◆ Work order ◆
The records are to be restated in their entirety, word for word.

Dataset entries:
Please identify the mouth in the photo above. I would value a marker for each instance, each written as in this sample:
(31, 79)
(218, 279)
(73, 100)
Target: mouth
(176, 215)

◆ Completed task ◆
Please identify the mouth in the photo above. I would value a marker for each instance, each written as in this sample:
(31, 79)
(218, 279)
(73, 100)
Target: mouth
(176, 215)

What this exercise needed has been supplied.